EXCERPT PROVIDED:
————————

Today in History – September 1, 1873 – the world’s first cable-powered railroad in San Francisco is put into operation. The inventor of the cable car was Andrew S. Hallidie (center image above) and contracted by the Clay Street Hill Railroad Company in San Francisco. Hallidie’s system used a continuous looped wire rope that was placed in a tube below the surface of the ground. A motor kept the rope in continuous motion (first image below) and the rope was grasped and released by a griping device on the passenger car and controlled by the “driver”. Bells were used to warn other cars and pedestrians that a cable car was on its way. A code was developed so that the bell could be used to communicate between cable car drivers as well.

Legend has it that Hallidie’s inspiration for the cable car came in 1869 after witnessing horses being whipped while they struggled on the wet cobblestones to pull a horsecar up Jackson Street. When a horse slipped, it was sometimes dragged to its death.

————————

RECORDS PROVIDED:
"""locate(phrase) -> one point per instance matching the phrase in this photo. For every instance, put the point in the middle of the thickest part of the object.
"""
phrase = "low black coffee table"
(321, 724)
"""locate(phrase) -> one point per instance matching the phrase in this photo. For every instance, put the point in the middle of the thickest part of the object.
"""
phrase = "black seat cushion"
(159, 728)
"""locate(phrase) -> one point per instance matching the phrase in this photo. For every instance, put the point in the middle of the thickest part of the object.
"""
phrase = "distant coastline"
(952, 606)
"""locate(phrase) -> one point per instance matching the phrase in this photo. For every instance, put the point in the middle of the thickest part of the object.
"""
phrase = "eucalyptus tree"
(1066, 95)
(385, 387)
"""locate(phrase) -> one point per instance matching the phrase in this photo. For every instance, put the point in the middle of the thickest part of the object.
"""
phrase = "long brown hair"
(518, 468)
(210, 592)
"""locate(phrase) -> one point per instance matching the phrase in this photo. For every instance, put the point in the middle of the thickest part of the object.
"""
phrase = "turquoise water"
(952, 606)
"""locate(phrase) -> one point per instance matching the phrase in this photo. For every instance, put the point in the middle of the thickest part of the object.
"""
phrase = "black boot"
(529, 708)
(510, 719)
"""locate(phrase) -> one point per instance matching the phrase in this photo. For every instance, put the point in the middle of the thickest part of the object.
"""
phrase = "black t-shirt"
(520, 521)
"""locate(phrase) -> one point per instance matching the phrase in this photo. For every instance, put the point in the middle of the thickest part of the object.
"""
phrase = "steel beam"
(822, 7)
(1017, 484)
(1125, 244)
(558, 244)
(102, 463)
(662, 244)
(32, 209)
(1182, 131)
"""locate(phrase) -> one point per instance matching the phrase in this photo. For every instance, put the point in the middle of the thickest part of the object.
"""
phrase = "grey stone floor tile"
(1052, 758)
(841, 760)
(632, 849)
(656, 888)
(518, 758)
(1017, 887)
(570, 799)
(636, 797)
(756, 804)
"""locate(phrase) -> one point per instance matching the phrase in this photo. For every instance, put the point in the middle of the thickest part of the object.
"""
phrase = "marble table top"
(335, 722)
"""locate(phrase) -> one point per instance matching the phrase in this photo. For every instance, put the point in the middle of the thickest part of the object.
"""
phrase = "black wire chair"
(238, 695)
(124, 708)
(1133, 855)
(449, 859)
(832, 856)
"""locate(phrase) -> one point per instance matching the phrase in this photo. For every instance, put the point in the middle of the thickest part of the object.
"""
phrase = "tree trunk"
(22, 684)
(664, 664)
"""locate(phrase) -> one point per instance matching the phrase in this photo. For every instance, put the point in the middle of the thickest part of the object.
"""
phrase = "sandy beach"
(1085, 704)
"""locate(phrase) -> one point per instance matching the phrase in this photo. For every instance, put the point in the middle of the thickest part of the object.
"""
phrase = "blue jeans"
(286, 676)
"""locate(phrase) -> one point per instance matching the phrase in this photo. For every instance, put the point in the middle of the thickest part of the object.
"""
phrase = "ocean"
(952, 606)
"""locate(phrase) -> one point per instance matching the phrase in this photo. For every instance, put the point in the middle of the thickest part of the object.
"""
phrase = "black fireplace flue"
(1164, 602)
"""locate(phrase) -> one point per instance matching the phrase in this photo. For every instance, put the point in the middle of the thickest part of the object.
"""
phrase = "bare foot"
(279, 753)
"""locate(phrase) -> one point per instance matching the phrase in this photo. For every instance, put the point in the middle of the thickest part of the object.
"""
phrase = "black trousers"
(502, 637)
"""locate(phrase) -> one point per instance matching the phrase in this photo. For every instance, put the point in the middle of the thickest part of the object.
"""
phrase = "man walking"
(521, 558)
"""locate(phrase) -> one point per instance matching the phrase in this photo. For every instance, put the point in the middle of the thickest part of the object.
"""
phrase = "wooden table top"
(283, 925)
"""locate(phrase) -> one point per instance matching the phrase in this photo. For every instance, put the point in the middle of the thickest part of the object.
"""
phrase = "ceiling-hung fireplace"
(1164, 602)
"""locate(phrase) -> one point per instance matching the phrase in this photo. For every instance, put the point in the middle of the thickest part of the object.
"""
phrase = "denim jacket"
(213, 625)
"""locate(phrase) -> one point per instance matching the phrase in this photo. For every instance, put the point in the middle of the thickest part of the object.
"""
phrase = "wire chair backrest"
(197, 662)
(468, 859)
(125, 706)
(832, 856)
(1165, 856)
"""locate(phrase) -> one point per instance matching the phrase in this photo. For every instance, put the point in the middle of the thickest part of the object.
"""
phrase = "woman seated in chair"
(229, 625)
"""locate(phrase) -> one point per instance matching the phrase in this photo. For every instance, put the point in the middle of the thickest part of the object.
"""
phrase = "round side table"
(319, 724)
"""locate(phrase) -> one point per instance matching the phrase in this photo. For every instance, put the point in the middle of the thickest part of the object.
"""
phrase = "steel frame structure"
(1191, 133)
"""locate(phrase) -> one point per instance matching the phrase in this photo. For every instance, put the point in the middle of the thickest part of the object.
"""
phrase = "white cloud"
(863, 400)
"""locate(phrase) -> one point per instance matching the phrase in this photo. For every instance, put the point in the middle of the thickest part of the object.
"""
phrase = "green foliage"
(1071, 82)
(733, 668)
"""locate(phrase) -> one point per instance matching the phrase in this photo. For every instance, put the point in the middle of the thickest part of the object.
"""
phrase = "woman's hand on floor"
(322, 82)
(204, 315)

————————

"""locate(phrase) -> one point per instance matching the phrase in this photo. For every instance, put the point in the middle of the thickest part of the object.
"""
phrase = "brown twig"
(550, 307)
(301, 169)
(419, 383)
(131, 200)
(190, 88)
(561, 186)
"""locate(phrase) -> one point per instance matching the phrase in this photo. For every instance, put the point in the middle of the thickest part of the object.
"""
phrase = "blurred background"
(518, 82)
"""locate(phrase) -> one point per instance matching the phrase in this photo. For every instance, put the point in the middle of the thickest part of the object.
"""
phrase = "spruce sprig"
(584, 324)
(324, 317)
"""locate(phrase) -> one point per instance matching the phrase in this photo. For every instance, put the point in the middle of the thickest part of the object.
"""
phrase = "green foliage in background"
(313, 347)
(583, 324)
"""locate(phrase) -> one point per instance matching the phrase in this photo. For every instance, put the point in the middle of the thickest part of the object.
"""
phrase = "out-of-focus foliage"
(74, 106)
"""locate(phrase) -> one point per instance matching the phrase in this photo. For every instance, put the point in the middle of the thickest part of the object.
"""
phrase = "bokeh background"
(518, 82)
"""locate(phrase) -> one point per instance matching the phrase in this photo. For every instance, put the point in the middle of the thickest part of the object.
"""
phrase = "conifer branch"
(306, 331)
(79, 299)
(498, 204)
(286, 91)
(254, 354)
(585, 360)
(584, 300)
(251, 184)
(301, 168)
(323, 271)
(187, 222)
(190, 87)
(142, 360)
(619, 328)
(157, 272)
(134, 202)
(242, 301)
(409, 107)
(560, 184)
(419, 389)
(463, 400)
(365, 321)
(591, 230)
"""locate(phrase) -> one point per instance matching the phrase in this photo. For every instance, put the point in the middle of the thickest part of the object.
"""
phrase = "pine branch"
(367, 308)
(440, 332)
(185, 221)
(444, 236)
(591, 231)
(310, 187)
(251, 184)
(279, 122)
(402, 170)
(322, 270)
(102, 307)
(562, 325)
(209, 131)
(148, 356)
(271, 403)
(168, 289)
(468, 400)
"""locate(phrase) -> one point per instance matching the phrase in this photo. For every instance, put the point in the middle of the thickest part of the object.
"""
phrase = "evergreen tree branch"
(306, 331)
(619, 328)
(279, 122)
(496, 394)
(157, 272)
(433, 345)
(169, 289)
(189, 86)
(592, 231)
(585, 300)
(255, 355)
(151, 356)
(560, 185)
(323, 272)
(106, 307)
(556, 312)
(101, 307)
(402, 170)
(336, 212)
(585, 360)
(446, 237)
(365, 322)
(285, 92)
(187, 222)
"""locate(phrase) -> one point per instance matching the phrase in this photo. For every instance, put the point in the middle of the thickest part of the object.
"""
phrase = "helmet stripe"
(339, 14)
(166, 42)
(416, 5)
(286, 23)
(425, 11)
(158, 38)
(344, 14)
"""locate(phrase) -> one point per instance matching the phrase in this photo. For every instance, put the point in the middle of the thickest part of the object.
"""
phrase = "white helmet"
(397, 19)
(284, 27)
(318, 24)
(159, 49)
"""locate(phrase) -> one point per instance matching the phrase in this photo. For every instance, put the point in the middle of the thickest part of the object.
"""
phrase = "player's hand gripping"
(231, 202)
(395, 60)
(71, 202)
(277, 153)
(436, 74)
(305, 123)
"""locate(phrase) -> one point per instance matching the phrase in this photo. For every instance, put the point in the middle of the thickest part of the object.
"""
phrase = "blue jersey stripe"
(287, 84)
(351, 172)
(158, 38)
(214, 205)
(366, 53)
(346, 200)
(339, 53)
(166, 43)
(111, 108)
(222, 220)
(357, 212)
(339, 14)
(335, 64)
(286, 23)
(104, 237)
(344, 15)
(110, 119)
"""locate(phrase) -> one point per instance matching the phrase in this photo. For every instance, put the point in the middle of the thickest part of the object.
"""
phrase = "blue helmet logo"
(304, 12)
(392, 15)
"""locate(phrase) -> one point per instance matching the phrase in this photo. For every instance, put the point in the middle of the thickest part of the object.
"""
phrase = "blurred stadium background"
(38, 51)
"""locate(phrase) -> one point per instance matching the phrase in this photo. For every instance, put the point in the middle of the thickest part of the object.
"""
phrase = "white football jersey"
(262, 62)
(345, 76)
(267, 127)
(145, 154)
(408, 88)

————————

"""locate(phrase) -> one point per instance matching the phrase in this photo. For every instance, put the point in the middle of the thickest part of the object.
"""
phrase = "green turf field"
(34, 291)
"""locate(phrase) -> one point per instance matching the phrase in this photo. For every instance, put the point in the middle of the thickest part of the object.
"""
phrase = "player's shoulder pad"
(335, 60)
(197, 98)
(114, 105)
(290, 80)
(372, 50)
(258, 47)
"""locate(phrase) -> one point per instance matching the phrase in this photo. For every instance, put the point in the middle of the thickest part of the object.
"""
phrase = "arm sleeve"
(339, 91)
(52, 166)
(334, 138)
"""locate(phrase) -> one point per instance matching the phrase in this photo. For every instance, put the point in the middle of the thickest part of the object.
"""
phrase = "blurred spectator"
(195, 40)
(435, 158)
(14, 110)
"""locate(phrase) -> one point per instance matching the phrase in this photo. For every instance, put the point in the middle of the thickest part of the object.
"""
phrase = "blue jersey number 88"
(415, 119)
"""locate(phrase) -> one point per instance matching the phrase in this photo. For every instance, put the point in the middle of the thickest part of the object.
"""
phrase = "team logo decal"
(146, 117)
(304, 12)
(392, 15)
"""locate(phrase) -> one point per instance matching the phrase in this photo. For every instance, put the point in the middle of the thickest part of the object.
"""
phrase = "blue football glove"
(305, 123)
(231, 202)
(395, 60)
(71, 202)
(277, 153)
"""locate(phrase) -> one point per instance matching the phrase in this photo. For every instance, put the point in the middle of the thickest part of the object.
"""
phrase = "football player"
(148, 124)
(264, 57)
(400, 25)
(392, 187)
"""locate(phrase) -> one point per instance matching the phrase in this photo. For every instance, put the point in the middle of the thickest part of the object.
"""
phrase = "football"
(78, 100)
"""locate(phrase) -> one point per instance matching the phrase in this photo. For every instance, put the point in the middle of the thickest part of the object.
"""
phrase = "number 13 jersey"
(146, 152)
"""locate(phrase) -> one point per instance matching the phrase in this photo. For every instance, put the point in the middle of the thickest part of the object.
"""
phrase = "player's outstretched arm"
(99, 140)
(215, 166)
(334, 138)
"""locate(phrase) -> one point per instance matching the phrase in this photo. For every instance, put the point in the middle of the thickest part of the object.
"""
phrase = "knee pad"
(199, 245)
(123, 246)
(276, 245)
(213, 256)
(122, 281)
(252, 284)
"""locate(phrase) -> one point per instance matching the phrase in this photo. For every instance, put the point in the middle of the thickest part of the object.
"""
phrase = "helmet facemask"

————————

TASK INSTRUCTIONS:
[1] Extract every line of the records that contains the string "number".
[2] Resume the passage on the San Francisco cable car from the point where it stops.

FINAL RESULTS:
[1]
phrase = "blue jersey number 88"
phrase = "number 13 jersey"

[2]
Hallidie’s design was described in the Scientific American Supplement, September 17, 1881 with the title: The Wire Rope Street Railways of San Francisco, California. Hallidie describes how his cable car system operates and the various San Francisco companies (at that time) that had successfully adapted the cable car for their street railway company.

Andrew Smith Hallidie tested the first cable car at 4 o’clock in the morning, August 2nd, 1873, on Clay Street, in San Francisco. For more information, see the San Francisco Cable Car Museum and find out more about how cable cars work, their history and where they operate today. Or check out the Engineering Pathway’s educational resources on cable cars and mass transportation systems.

Cable cars are a great example of the application of simple machines and mechanical advantage. For more information see the Engineering Pathway’s curricular resources and the Mechanical Engineering Education disciplinary community.

Today in History – August 31, 1921 – Lt. John A. Macready performed the first crop dusting flight on a surplus World War I Curtiss JN-6H (Jenny), taking off from McCook Field near Dayton, Ohio. The goal was to attack the Catalpa sphinx moth by dusting an orchard with a load of lead-arsenate from a makeshift metal hopper attached to the Jenny’s fuselage. The maneuver was successful and the moths had been wiped out on that orchard.

Recently, the broad use of pesticides is coming into question due to issues with wildlife, water contamination, energy usage and farm worker exposure. See the February 3 blog on the publication of Rachel Carsons book the Silent Spring.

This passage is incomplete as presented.